> **Information**:
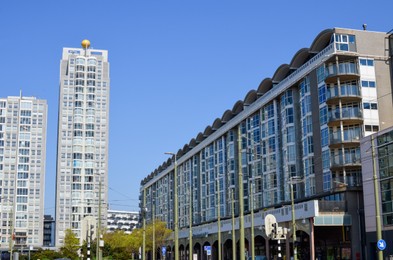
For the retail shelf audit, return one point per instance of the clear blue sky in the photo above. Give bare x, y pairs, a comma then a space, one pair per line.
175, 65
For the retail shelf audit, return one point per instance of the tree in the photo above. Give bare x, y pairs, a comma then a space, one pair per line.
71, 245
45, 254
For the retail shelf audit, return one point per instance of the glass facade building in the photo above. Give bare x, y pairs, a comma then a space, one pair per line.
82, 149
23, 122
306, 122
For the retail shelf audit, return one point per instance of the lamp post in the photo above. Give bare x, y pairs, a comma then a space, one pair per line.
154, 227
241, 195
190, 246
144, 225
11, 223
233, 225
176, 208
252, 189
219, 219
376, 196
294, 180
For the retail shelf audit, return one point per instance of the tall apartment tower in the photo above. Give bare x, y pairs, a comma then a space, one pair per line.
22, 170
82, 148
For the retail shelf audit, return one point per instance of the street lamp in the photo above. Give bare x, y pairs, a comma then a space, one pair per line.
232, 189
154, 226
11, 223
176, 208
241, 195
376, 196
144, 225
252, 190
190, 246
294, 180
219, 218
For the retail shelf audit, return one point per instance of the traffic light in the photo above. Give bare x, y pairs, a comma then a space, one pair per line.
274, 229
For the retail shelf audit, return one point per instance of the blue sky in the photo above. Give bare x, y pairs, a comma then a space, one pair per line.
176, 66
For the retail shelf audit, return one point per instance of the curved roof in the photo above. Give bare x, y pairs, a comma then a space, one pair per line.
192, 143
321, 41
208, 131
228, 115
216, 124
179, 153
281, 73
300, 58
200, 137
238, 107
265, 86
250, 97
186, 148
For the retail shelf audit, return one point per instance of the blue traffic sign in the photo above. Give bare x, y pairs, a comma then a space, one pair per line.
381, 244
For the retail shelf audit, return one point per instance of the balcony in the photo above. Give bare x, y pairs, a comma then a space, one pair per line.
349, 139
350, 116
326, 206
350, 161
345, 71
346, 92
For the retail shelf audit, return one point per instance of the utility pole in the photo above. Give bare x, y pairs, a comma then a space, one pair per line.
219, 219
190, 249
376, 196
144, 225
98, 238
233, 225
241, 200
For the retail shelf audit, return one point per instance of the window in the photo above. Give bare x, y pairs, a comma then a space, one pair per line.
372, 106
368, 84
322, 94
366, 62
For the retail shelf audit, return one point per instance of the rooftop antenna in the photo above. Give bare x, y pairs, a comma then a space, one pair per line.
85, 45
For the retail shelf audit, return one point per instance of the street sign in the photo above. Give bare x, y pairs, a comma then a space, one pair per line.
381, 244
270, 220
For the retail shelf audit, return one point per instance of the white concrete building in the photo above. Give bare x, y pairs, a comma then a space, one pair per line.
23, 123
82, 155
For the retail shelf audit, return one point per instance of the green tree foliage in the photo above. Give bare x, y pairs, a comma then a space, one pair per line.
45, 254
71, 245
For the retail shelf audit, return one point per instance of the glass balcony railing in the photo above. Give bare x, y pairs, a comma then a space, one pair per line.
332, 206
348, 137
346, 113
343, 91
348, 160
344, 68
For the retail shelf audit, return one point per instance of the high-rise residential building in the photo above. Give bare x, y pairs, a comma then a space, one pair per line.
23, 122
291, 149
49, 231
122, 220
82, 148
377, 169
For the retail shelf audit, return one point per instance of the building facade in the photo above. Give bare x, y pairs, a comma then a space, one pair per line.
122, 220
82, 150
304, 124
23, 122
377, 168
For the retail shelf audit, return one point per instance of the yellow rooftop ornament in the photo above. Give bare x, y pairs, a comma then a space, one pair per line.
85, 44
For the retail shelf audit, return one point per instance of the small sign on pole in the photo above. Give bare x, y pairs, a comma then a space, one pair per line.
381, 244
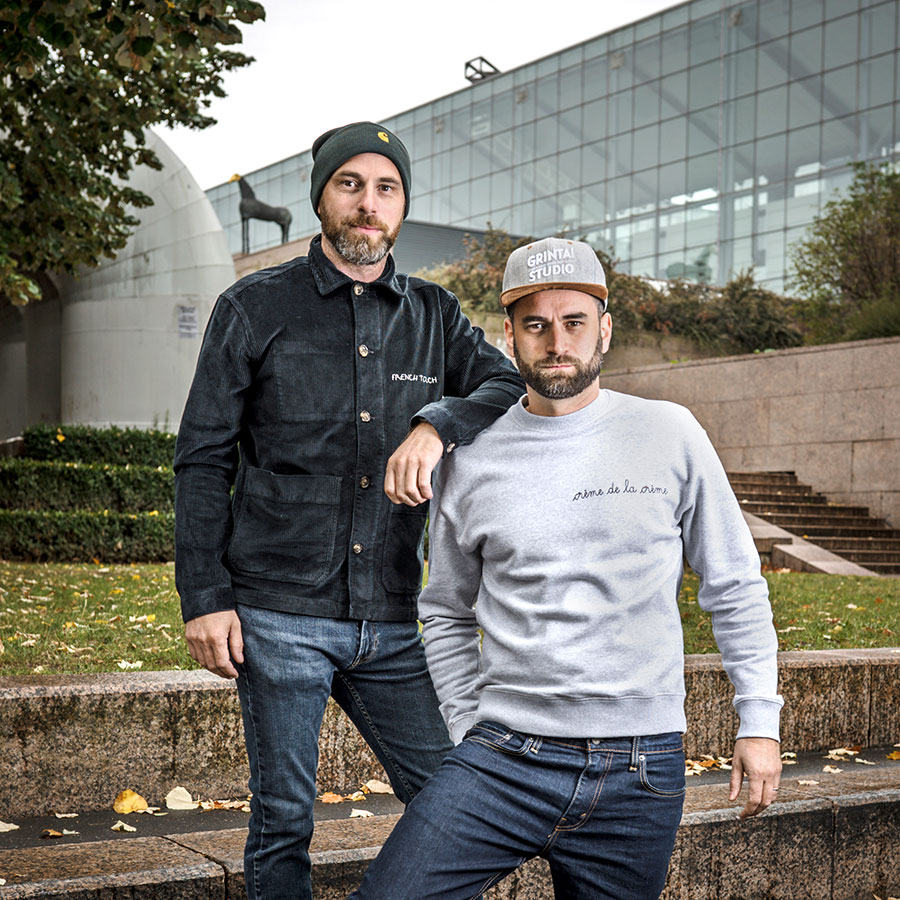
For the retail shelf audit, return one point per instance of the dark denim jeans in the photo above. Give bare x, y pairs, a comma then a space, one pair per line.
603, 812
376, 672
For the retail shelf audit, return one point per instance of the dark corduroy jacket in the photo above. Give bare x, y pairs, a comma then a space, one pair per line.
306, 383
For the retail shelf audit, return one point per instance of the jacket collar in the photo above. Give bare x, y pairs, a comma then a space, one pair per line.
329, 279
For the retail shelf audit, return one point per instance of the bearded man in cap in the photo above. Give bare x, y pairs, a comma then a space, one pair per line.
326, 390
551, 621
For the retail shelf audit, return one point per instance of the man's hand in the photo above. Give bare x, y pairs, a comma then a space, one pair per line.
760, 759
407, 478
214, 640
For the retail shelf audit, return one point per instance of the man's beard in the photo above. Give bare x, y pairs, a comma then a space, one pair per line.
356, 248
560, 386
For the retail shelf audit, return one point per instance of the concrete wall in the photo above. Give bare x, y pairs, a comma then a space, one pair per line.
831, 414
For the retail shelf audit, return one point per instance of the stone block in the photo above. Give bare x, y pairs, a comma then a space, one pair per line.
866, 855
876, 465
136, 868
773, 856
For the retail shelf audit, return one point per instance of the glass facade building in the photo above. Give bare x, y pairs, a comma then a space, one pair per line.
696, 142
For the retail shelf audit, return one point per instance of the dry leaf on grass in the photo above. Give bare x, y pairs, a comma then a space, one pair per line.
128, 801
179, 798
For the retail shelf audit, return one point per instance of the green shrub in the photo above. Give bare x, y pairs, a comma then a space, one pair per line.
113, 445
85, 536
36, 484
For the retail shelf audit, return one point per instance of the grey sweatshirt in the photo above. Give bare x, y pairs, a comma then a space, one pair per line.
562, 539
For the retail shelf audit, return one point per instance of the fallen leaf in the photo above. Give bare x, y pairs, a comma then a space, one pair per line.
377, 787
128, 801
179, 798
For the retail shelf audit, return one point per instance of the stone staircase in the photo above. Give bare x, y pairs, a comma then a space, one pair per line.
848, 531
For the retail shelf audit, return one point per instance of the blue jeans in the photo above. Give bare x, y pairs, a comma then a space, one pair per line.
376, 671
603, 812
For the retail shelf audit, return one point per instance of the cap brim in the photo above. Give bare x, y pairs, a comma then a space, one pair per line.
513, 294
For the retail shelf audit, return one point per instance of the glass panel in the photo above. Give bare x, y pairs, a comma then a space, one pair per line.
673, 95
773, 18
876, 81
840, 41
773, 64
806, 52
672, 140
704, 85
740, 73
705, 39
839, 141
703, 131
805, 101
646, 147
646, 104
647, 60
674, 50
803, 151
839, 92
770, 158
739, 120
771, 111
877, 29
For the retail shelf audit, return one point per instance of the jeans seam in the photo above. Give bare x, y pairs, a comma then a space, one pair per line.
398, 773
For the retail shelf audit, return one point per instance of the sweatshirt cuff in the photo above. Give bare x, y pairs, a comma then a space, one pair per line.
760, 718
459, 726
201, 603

* * *

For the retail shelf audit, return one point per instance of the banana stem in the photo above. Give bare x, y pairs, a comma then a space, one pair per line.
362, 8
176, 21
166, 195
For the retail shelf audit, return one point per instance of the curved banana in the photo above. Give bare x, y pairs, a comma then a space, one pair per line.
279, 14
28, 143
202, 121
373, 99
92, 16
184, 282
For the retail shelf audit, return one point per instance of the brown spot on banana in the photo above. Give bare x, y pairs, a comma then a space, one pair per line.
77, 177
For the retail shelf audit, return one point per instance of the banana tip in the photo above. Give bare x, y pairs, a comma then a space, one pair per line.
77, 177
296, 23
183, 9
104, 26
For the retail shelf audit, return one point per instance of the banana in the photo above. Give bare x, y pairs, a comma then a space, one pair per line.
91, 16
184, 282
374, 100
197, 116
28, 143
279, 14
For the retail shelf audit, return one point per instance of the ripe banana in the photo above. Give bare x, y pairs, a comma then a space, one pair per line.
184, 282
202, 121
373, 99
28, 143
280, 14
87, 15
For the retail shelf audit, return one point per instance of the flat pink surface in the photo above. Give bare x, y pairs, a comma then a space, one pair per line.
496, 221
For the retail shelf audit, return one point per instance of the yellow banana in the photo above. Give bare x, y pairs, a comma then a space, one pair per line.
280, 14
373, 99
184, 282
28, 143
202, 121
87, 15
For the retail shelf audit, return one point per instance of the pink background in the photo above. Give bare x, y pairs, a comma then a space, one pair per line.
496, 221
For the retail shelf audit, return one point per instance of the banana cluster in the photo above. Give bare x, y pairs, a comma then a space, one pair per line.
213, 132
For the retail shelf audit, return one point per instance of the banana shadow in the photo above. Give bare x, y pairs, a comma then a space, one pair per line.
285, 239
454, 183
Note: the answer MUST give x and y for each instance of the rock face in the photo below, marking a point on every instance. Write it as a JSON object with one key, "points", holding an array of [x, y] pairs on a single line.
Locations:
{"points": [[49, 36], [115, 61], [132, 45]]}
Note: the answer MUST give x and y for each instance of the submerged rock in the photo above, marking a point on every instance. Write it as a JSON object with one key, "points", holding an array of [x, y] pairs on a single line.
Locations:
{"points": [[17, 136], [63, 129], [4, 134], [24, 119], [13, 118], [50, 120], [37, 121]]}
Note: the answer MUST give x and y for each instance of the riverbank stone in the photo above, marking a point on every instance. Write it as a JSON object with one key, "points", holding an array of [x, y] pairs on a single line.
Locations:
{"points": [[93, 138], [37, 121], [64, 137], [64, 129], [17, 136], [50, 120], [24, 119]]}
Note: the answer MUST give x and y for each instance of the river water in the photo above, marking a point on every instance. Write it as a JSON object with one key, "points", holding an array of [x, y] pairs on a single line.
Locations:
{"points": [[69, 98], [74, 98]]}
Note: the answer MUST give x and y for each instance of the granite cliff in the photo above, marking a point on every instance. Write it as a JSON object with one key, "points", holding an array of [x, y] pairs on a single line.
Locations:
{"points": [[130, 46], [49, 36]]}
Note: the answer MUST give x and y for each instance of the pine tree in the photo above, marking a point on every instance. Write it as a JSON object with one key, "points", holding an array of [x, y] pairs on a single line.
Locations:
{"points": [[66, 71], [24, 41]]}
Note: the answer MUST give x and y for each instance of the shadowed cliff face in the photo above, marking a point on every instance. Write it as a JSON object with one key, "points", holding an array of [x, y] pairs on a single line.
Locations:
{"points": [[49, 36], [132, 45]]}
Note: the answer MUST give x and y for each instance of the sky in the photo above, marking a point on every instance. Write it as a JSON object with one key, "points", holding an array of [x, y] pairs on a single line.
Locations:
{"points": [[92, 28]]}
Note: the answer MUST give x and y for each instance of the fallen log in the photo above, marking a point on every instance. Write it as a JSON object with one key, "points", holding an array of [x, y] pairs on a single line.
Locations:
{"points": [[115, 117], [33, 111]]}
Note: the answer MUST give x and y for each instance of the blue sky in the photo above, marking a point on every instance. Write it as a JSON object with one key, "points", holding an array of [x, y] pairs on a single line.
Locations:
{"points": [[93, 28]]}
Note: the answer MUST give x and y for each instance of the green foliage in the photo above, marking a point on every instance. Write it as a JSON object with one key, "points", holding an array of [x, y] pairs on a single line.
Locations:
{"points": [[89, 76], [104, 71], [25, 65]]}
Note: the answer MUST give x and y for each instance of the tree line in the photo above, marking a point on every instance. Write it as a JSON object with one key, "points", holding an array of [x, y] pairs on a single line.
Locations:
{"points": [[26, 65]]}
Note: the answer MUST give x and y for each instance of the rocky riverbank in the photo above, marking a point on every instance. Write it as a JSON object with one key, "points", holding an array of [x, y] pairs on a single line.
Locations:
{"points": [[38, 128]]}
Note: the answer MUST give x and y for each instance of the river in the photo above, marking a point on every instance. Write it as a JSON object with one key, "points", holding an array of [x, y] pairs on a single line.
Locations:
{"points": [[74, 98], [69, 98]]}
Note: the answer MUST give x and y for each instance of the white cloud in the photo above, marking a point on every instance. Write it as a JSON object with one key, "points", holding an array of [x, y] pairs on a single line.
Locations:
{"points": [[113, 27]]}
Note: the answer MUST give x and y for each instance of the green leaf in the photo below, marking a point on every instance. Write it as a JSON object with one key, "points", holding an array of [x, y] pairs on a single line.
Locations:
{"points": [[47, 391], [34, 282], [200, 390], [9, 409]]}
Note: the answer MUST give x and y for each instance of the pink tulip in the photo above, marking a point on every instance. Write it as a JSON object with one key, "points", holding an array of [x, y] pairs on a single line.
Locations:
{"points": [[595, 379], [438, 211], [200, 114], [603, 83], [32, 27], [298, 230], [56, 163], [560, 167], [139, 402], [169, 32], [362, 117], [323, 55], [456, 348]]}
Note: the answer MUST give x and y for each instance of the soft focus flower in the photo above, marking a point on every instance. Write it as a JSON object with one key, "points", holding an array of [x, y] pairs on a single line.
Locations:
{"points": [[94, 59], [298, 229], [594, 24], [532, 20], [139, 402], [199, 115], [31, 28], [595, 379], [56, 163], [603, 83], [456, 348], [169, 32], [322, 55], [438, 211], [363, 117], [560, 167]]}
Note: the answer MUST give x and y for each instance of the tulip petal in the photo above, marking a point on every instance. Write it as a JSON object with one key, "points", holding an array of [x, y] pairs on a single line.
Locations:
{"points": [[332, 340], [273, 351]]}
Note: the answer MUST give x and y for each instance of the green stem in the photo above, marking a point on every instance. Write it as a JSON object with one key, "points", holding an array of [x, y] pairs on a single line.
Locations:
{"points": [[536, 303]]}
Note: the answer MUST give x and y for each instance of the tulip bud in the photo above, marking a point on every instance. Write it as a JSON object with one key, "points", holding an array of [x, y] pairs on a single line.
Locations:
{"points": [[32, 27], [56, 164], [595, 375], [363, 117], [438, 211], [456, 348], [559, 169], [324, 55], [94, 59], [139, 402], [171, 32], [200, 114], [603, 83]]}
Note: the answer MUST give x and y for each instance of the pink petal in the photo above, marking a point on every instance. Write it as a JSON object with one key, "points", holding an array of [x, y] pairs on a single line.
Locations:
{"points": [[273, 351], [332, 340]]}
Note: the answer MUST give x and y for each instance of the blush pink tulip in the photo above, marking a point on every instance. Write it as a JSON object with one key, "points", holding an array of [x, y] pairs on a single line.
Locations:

---

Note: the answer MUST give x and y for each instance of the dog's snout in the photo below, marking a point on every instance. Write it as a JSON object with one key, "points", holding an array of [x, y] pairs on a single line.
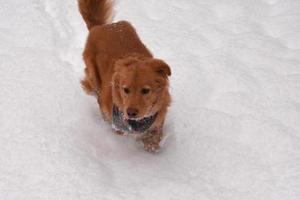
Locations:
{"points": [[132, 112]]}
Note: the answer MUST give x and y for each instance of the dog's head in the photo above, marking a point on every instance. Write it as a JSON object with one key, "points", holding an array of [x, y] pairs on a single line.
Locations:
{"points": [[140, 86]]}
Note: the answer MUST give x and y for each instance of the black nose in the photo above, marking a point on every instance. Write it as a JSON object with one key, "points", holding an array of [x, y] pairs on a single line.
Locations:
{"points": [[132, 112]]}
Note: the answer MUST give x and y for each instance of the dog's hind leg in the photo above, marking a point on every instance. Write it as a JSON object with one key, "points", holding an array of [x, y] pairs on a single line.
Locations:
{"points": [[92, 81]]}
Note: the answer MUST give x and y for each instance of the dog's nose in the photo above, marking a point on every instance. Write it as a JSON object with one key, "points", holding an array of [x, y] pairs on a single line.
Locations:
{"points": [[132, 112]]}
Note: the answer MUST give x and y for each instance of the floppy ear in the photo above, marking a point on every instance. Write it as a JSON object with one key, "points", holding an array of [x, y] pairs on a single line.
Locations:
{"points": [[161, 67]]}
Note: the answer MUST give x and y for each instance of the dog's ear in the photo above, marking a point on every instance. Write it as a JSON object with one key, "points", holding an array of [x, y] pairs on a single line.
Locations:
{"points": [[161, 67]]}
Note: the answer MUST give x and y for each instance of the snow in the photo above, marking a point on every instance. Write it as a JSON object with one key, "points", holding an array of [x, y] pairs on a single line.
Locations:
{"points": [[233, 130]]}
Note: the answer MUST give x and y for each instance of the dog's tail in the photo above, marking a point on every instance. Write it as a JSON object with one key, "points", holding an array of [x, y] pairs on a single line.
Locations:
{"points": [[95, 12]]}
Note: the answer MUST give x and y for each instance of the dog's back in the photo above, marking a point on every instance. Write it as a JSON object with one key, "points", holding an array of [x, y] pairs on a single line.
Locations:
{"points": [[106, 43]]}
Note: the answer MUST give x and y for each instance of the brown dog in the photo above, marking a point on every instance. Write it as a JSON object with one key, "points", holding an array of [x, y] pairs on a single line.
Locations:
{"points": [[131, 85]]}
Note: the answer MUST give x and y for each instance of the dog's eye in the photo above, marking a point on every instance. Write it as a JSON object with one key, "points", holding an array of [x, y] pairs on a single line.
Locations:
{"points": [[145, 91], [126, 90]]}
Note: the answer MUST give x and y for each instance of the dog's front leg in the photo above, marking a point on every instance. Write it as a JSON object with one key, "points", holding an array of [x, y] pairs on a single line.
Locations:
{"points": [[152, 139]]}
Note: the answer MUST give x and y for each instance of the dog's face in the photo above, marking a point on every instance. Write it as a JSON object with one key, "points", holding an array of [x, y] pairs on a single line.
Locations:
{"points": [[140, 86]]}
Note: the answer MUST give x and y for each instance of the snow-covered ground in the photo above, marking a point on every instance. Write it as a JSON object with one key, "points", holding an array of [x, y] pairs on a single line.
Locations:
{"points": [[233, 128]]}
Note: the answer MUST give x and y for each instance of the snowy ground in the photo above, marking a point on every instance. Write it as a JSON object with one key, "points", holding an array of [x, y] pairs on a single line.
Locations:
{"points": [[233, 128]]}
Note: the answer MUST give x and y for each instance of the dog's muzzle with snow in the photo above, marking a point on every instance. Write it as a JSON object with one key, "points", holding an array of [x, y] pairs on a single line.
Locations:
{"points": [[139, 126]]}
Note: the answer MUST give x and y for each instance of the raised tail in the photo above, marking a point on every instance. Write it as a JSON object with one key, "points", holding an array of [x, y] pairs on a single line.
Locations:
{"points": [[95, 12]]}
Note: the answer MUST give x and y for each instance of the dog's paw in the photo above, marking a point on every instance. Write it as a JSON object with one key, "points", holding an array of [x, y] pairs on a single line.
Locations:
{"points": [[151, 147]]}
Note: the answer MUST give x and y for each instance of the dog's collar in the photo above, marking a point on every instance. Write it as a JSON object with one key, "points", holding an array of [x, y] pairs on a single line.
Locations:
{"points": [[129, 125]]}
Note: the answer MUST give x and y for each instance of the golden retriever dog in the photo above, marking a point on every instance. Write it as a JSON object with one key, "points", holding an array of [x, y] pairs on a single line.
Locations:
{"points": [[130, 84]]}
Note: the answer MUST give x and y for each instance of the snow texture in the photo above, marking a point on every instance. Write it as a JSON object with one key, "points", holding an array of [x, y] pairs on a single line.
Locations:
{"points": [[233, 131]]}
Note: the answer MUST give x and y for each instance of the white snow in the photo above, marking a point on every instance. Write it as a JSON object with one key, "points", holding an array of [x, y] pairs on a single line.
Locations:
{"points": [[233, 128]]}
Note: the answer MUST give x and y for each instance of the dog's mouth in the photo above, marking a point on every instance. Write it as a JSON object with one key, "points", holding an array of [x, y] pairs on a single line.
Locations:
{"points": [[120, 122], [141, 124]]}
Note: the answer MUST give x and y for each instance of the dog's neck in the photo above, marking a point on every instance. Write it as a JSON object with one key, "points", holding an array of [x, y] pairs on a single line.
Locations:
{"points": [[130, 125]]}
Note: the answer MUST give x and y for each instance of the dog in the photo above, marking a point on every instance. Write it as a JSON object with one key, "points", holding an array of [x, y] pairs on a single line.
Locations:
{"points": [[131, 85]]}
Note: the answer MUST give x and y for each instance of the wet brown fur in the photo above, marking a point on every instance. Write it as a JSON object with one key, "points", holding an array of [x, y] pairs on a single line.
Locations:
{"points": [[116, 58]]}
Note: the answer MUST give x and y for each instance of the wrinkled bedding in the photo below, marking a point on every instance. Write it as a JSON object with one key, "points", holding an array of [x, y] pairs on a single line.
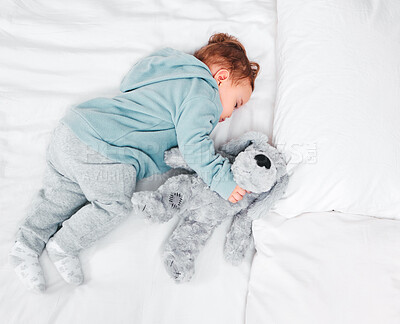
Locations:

> **Task details**: Tell how many lines in the material above include the word "petal", giving the number only.

> **Answer space**: 2